··· Source extract ···

# Processing

In [1]:
# Import to be able to import python package from src
import sys
sys.path.insert(0, '../../src')

In [2]:
import pandas as pd
import ontime as on

---
## Generation of random time series

In [3]:
ts = on.generators.random_walk().generate(start=pd.Timestamp('2022-01-01'), end=pd.Timestamp('2022-12-31'))

---
## Apply function on the whole time series

with Lambda function

In [4]:
add_two = on.processors.mapper(lambda x : x + 2)
new_ts = add_two.process(ts)
new_ts - ts

with normal function

In [5]:
def add_2(x):
    return x + 2

add_two = on.processors.mapper(add_2)
new_ts = add_two.process(ts)
new_ts - ts

---
## Apply Function on Windows of the Time Series

In [6]:
mean = on.processors.windower({
    'function': 'mean',
    'mode': 'rolling',
    'window': 10
})

In [11]:
new_ts = on.TimeSeries.from_darts(mean.process(ts))

In [12]:
ts.plot()

In [13]:
new_ts.plot()

---
## Split Time Series in defined durations of e.g. day, week, month, year

In [14]:
ts = on.generators.random_walk().generate(start=pd.Timestamp('2022-01-01'), end=pd.Timestamp('2022-12-31'))

In [15]:
ts.plot()

··· Data shown ···

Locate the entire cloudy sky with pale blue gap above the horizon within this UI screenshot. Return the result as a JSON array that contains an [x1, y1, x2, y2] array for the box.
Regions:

···

● **Task instructions**:
Give a continuation of the time series processing notebook, starting after its last cell. The data plays no part in what is asked here.

● **Answer box**:
Split by month

All offset aliases can be used to make different split length (https://pandas.pydata.org/pandas-docs/stable/user_guide/timeseries.html#offset-aliases)

In [16]:
seq = ts.split_by_period('M')

  splits_df = [g for n, g in df.groupby(pd.Grouper(freq=period))]


In [17]:
len(seq)

12

Group the splits

In [18]:
ts_g = ts.group_splits(seq)

In [19]:
ts_g

---
## Compute Correlation Through Time

Load some data from the Energy dataset in Darts

In [20]:
from darts.datasets import EnergyDataset
ts = EnergyDataset().load()

Get a few columns and samples

In [21]:
cols = ['generation biomass', 'generation solar', 'generation nuclear']
ts = ts[cols][0:1000]

Compute correlations within a daily window

In [22]:
correlation = on.processors.correlation('1D')

In [23]:
ts_corr = correlation.process(ts)

In [25]:
ts_corr[0:100].plot()